Exercise passage:
######
- Harris Location within the state of New York
- Coordinates: 41°42′51″N 74°43′35″W﻿ / ﻿41.71417°N 74.72639°W
- Country: United States
- State: New York
- County: Sullivan
- Time zone: UTC-5 (Eastern (EST))
- • Summer (DST): UTC-4 (EDT)

= Harris, New York =

Harris is a hamlet in the town of Thompson in east-central Sullivan County, New York, United States. The ZIP code for Harris is 12742.

Harris is a small community located off New York State Route 17 (future Interstate 86) off exit 102 between Liberty and Monticello. In its heyday, during the 1950s and 1960s, Harris was a thriving resort community of bungalow colonies, hotels and rooming houses. These included Maybergs Colony and Siegels Colony and Rooming House on Harris Road, Partners colony on Big Woods Road, Victory Colony on Big Woods Road, Others included Betty D's Rooming House (replacing Siegel's), the Turey Hotel, the Louis Herskovitz Bungalow Colony, Princeton House and many others. There was a large lake present upstream of a large Dam with Waterfall on the East Mongaup River located on Mayberg's colony. During the summer months, a number of stores formed a small "downtown" area near the intersection of Harris Road and Big Woods Road.
######
Dataset:
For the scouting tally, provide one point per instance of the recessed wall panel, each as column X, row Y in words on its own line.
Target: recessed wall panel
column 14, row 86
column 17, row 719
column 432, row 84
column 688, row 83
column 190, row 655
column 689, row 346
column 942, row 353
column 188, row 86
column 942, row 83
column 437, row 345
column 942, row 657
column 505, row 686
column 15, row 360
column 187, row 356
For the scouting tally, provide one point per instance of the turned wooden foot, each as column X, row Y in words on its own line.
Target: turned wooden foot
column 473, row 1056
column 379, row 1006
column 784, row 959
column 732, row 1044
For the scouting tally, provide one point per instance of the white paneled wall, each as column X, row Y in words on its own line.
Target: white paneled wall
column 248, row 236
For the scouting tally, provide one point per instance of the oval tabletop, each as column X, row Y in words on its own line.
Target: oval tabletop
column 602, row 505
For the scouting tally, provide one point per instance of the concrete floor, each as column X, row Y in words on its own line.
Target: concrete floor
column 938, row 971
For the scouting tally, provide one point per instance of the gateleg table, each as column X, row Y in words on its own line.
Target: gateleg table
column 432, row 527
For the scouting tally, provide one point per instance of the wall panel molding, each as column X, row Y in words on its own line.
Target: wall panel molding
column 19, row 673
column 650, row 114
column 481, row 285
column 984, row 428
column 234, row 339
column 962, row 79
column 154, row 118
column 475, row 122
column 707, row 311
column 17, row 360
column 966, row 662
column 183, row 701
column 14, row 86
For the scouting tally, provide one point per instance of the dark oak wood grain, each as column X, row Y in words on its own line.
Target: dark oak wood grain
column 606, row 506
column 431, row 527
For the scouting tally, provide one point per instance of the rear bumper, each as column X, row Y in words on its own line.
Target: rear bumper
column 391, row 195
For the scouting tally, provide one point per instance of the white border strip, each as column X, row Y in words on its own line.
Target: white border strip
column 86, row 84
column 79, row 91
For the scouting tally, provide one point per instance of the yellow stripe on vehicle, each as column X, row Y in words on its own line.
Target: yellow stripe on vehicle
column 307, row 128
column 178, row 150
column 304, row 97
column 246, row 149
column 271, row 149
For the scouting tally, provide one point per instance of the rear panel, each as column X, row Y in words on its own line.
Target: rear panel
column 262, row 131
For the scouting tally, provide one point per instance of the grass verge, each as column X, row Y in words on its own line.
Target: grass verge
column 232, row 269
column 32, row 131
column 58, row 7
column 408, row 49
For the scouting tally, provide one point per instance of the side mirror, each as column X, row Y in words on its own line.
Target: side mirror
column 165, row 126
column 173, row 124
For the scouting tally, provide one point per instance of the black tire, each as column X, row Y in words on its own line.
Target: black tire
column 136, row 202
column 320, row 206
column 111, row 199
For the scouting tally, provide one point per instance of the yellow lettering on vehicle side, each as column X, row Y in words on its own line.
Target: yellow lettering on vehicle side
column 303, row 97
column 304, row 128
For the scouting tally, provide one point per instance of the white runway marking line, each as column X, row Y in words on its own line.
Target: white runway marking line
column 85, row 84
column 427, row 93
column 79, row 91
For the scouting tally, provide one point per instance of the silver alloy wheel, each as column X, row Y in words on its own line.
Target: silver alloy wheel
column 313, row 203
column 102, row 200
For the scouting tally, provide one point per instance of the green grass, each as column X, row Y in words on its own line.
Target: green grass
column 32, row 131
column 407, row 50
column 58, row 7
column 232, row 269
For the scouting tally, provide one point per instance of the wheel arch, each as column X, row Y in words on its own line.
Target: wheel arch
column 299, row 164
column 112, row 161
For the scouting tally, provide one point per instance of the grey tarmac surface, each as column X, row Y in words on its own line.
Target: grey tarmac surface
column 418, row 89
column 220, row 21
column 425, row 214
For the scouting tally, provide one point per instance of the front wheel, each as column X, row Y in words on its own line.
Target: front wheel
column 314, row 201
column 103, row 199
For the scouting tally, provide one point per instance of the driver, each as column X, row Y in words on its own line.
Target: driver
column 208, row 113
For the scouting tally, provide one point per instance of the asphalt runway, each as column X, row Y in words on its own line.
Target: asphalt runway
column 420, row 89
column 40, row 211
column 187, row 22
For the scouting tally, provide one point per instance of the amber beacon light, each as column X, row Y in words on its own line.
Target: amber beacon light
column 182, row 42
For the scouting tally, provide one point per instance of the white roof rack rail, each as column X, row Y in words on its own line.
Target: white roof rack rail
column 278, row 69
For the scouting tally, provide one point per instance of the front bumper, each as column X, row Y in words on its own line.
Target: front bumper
######
Tasks to complete:
1 – According to the passage on Harris, New York, which exit off New York State Route 17 leads to the hamlet?
2 – Continue the passage on Harris, New York, picking up after its final sentence.

Answers to the tasks:
1 – Exit 102.

2 –
Today, the hamlet still contains a number of bungalow colonies. It is also the location of the Garnet Health's main hospital in the Catskills (as opposed to the smaller hospital in the western part of Sullivan County in Callicoon), and is the home of the Center for Discovery, a community for disabled residents that is also the largest employer in Sullivan County.